> _Stated problem_
Show each line of the material below that contains the string "target". Uppercase and lowercase letters must match.

Stored data:
□ □ □ □ □ □ □

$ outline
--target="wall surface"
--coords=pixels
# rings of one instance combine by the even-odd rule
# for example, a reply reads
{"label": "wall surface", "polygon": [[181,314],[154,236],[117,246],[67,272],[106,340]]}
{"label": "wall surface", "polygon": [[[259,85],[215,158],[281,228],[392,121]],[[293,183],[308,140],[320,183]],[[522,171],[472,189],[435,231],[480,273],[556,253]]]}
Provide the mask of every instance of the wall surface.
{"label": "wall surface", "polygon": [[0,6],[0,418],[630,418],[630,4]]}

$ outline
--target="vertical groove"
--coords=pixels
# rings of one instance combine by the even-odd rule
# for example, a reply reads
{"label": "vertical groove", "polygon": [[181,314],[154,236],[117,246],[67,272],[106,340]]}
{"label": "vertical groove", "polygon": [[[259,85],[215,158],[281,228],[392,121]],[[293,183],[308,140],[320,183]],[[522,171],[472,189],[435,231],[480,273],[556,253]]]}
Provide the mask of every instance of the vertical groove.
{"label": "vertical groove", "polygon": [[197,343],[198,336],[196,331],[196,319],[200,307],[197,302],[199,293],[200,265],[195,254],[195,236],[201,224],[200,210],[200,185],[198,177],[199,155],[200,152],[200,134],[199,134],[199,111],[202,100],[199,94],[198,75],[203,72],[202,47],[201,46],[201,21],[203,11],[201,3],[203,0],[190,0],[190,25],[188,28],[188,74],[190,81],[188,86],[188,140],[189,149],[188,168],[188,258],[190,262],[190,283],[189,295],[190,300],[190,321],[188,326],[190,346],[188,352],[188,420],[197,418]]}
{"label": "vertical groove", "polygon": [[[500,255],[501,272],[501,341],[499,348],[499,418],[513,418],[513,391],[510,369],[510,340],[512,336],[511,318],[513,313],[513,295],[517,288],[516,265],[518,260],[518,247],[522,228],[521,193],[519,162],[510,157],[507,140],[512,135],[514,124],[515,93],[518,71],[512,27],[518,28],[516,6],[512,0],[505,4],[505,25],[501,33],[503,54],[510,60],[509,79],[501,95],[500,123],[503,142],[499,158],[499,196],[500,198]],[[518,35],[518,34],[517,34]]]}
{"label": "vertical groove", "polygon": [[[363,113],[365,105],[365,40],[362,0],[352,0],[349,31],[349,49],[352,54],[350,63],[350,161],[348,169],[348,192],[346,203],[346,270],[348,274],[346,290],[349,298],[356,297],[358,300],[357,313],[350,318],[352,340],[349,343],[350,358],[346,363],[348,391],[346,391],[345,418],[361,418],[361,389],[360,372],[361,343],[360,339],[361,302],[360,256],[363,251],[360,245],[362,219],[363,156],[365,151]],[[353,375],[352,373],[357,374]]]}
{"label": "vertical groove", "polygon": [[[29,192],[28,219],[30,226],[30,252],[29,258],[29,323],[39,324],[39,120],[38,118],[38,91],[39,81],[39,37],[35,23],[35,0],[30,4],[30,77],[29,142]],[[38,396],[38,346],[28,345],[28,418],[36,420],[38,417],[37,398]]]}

□ □ □ □ □ □ □

> _Written solution_
--target="wall surface"
--target="vertical groove"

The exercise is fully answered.